SOURCE MATERIAL:

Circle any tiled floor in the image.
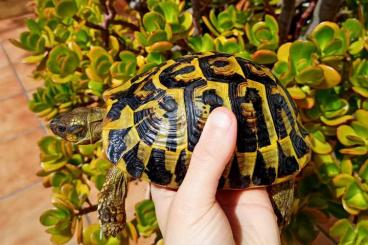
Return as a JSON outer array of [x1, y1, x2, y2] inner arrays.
[[0, 14, 51, 244]]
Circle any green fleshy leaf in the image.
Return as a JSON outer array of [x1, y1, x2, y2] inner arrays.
[[50, 233, 73, 245], [252, 49, 277, 64], [177, 11, 193, 32], [349, 39, 365, 55], [135, 200, 158, 236], [146, 52, 165, 65], [359, 160, 368, 183], [343, 182, 368, 210], [311, 22, 338, 51], [95, 174, 106, 190], [51, 171, 72, 187], [356, 220, 368, 244], [55, 0, 78, 18], [40, 209, 68, 226], [333, 174, 355, 188], [265, 14, 278, 34], [158, 1, 179, 24], [340, 158, 353, 175], [26, 19, 42, 34], [319, 163, 340, 180], [323, 39, 343, 56], [47, 45, 79, 76], [78, 144, 95, 156], [217, 5, 236, 31], [135, 32, 148, 46], [342, 18, 363, 41], [88, 81, 104, 95], [337, 125, 361, 146], [351, 121, 368, 139], [295, 66, 324, 86], [38, 136, 59, 154], [147, 30, 168, 44], [188, 34, 215, 52], [289, 41, 316, 73], [143, 12, 165, 32], [330, 219, 354, 239]]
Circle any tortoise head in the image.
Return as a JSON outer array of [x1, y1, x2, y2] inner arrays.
[[50, 107, 105, 144]]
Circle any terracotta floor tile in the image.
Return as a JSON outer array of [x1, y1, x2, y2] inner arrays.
[[126, 181, 151, 220], [0, 44, 9, 69], [0, 94, 42, 142], [0, 63, 23, 100], [311, 218, 337, 245], [0, 14, 31, 42], [0, 182, 52, 244], [26, 88, 36, 101], [0, 128, 45, 196], [1, 39, 30, 63], [312, 234, 335, 245], [14, 62, 42, 91], [0, 25, 27, 43]]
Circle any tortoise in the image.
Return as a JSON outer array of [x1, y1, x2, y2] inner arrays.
[[50, 52, 311, 237]]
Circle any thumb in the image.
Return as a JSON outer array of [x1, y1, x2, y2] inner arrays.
[[177, 107, 237, 206]]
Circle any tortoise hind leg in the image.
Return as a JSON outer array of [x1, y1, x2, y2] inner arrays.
[[267, 180, 295, 228], [98, 165, 128, 237]]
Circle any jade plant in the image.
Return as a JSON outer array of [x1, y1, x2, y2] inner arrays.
[[13, 0, 368, 244]]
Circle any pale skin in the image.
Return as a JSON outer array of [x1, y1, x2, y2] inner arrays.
[[151, 107, 281, 245]]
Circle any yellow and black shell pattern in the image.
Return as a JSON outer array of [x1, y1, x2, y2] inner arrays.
[[102, 52, 311, 189]]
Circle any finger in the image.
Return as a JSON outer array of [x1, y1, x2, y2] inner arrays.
[[150, 184, 176, 234], [218, 189, 280, 245], [178, 107, 237, 205], [217, 188, 273, 209]]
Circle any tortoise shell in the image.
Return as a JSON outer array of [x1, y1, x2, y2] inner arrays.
[[102, 52, 311, 189]]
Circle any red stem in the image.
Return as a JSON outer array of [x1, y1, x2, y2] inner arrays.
[[294, 0, 317, 39]]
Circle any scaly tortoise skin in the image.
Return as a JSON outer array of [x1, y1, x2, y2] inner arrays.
[[50, 52, 311, 237]]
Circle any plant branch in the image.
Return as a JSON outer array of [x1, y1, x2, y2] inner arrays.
[[99, 0, 109, 15], [294, 0, 317, 39], [74, 12, 139, 49], [104, 0, 116, 29], [111, 31, 140, 54], [86, 197, 93, 207], [191, 0, 203, 34], [176, 38, 191, 52], [263, 0, 275, 17], [353, 215, 358, 224], [73, 16, 107, 33], [77, 204, 98, 215], [73, 15, 110, 46], [278, 0, 296, 43], [316, 224, 338, 245], [305, 0, 345, 36], [110, 19, 140, 31]]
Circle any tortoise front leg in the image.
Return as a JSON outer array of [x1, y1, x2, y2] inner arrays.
[[98, 164, 128, 237]]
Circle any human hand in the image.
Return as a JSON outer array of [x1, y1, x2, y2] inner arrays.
[[151, 107, 281, 245]]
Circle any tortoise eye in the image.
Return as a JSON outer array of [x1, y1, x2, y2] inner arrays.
[[58, 126, 66, 133]]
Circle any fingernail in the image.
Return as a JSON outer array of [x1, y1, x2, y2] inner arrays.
[[209, 108, 232, 130]]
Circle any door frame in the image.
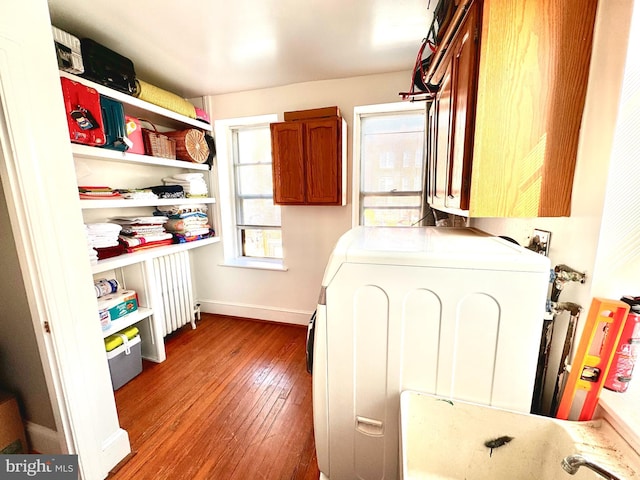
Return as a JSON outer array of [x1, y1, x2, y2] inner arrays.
[[0, 1, 130, 478]]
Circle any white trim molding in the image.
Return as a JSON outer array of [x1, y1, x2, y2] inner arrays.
[[198, 299, 313, 326], [351, 101, 427, 228]]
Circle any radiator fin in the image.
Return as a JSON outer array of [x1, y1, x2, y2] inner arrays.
[[153, 251, 196, 336]]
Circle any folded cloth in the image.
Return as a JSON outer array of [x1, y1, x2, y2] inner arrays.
[[79, 186, 113, 192], [119, 233, 173, 247], [95, 243, 126, 260], [161, 176, 208, 196], [79, 186, 122, 199], [115, 189, 158, 200], [120, 228, 166, 237], [175, 227, 210, 237], [123, 238, 174, 253], [111, 216, 169, 225], [91, 239, 121, 249], [154, 204, 208, 216], [164, 218, 209, 231], [146, 184, 185, 199], [86, 223, 123, 233], [168, 173, 204, 181], [173, 229, 214, 243], [79, 192, 123, 199]]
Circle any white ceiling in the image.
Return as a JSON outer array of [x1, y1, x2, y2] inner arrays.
[[47, 0, 433, 99]]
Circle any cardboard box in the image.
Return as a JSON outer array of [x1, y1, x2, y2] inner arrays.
[[98, 289, 138, 330], [0, 391, 27, 454]]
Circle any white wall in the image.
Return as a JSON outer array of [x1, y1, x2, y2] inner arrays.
[[591, 0, 640, 300], [193, 71, 412, 324]]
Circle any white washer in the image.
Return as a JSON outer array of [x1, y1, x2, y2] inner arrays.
[[310, 226, 550, 480]]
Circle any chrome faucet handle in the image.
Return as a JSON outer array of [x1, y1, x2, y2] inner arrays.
[[561, 454, 623, 480]]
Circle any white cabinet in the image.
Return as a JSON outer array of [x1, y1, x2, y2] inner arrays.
[[62, 71, 219, 363]]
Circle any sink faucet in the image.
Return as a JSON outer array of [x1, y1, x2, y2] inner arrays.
[[561, 454, 622, 480]]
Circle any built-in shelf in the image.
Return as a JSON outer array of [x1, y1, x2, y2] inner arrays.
[[71, 143, 211, 170], [80, 196, 216, 209], [102, 307, 153, 338], [59, 71, 211, 132], [91, 236, 220, 274]]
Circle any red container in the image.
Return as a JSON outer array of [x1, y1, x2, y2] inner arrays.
[[605, 305, 640, 392], [60, 77, 105, 146]]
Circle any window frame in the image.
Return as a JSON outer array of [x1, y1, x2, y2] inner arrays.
[[215, 114, 286, 270], [352, 101, 427, 228]]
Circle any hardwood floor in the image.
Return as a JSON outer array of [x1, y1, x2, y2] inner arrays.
[[109, 313, 320, 480]]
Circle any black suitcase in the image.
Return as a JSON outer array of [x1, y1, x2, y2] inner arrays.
[[99, 95, 129, 151], [80, 38, 137, 96]]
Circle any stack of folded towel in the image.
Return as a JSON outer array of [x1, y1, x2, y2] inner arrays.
[[154, 204, 213, 243], [111, 216, 173, 252], [146, 184, 185, 199], [79, 186, 122, 200], [162, 173, 208, 197], [85, 223, 125, 261]]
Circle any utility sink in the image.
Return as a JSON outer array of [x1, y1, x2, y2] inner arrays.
[[400, 391, 639, 480]]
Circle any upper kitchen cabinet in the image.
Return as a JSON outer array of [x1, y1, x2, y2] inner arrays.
[[270, 107, 347, 205], [426, 0, 598, 217]]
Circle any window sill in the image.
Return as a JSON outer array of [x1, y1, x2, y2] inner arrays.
[[598, 381, 640, 456], [220, 258, 288, 271]]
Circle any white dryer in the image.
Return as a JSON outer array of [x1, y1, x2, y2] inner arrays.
[[310, 226, 550, 480]]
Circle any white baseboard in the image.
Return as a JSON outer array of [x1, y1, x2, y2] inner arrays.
[[25, 422, 61, 454], [100, 428, 131, 476], [198, 300, 313, 326]]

EXERCISE GOAL: Nothing but the lines from the start of the records through the line holding "Circle any green fleshy leaf in the image." should be printed, exactly as written and with the pictures left out.

RESULT FOR THIS EXERCISE:
Circle any tiled floor in the image.
Return as a JSON outer array of [x1, y1, x2, y2] inner arrays.
[[0, 14, 51, 244]]
Circle any green fleshy leaf in the image.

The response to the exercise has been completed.